* [What the task asks] Copy the passage on Waterlines from "Performed in an" up to and including "what's in it.", and switch "break-room" to "lunchroom".

Brendan Kiley, writing about Waterlines in The Stranger this summer (it's currently being re-staged Sundays at 7 p.m., through Nov. 8, tickets $11), described the writer-performer as "a disarmingly charismatic man—tall, tanned, and wholesome looking, like a Christian camp counselor," and that's a pretty good take. Cheerful and engaging, Towles, with the support of the city and Seattle Public Utilities, has crafted a compelling short work that's somewhere between a lecture and an educational TV show a la Bill Nye, about Seattle's water supply.

Performed in an office break-room at Noodle Works Studio—a brick building kitty-corner to the Uwajimaya parking lot in the International District—Waterlines completes breaks down the boundaries of performance and lecture. There's no stage, no lighting per se, and though Towles occasionally performs in character, more often than not he's simply talking to the audience, telling them a true story about where are water comes from and what's in it.

* [Material]
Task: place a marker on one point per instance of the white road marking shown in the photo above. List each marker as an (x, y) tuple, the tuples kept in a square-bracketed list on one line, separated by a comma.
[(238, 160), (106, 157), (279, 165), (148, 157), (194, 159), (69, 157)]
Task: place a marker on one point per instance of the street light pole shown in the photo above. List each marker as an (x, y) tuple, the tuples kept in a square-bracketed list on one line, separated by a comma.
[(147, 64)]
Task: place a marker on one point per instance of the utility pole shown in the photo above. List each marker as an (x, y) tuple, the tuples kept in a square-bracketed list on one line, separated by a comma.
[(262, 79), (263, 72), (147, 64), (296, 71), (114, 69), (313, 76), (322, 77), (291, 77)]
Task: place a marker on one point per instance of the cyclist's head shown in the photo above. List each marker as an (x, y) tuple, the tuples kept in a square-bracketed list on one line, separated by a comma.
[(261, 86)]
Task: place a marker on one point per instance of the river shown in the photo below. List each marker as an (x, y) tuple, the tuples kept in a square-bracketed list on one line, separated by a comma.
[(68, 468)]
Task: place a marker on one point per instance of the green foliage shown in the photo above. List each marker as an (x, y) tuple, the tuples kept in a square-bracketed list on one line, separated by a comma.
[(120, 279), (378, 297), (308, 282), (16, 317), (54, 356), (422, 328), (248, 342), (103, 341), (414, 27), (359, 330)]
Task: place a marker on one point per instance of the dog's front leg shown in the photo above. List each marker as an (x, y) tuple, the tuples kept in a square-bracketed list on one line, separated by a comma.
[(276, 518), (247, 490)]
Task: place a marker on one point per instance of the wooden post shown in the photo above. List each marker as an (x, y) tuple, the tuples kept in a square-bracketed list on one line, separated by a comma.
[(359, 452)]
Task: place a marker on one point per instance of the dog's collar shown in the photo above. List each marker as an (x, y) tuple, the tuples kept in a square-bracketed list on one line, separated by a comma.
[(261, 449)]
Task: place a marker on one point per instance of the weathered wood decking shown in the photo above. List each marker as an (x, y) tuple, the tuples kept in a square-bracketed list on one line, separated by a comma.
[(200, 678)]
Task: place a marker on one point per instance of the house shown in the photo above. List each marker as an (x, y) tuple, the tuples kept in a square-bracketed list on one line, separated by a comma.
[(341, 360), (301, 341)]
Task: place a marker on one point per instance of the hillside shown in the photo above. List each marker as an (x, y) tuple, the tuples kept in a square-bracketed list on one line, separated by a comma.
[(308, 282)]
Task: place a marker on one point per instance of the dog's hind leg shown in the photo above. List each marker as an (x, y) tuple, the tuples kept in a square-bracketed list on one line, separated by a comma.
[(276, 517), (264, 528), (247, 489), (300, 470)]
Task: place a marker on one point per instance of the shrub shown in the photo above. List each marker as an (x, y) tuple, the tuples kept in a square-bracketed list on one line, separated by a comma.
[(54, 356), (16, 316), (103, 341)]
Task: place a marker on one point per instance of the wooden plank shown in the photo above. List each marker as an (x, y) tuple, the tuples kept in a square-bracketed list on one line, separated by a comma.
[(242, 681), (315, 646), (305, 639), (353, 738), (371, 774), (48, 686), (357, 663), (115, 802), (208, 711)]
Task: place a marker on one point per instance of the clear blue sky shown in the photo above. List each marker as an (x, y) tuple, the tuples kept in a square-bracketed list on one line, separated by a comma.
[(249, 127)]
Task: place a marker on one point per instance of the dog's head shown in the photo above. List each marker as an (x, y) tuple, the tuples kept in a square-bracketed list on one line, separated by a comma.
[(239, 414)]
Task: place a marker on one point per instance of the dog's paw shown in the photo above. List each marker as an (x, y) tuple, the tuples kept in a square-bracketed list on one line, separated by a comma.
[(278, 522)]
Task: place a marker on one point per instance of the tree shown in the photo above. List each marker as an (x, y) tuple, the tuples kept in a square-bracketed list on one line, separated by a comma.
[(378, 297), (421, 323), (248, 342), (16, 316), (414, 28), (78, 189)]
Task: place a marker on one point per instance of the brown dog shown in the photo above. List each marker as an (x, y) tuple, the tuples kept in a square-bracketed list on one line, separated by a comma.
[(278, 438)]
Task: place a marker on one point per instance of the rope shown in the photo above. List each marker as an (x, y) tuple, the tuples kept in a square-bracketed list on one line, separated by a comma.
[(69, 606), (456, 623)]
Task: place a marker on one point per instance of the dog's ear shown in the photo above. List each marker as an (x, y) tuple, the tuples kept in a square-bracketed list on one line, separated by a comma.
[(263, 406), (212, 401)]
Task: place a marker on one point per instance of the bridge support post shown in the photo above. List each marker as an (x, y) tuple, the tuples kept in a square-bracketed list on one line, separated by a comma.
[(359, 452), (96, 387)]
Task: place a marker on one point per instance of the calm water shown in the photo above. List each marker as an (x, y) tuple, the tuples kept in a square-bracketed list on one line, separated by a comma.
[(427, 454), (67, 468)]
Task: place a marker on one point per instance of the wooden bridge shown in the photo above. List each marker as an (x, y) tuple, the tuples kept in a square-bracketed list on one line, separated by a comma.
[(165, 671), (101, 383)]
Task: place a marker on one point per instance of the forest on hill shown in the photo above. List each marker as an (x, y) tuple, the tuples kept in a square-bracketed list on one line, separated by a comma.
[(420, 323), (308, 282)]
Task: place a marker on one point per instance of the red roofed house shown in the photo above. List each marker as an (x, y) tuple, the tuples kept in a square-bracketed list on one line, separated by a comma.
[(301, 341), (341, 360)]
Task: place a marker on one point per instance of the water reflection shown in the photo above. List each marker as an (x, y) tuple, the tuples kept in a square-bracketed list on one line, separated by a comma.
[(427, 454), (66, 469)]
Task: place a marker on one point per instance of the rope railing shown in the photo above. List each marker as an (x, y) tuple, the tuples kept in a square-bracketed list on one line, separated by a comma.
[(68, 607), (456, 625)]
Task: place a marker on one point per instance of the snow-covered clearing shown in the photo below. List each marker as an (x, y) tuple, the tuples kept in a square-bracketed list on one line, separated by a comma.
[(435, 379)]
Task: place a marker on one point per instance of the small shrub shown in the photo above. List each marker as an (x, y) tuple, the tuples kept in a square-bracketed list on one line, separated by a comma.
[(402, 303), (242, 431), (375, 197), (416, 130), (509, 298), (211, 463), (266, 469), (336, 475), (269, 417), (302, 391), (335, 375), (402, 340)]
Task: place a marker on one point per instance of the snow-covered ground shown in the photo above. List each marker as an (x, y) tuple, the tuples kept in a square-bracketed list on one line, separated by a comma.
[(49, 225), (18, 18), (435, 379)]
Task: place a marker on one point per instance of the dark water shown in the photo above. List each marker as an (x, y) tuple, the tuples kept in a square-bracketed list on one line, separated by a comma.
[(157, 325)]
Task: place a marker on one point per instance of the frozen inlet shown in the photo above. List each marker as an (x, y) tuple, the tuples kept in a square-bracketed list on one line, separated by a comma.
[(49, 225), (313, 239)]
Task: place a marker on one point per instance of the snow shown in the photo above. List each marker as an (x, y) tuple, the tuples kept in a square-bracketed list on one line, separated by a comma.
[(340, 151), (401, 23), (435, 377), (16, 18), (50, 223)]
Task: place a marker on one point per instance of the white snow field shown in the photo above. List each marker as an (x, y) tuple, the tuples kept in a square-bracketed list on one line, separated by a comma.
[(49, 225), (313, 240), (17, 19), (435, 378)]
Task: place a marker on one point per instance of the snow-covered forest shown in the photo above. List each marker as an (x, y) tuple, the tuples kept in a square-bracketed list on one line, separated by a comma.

* [Reply]
Performed in an office lunchroom at Noodle Works Studio—a brick building kitty-corner to the Uwajimaya parking lot in the International District—Waterlines completes breaks down the boundaries of performance and lecture. There's no stage, no lighting per se, and though Towles occasionally performs in character, more often than not he's simply talking to the audience, telling them a true story about where are water comes from and what's in it.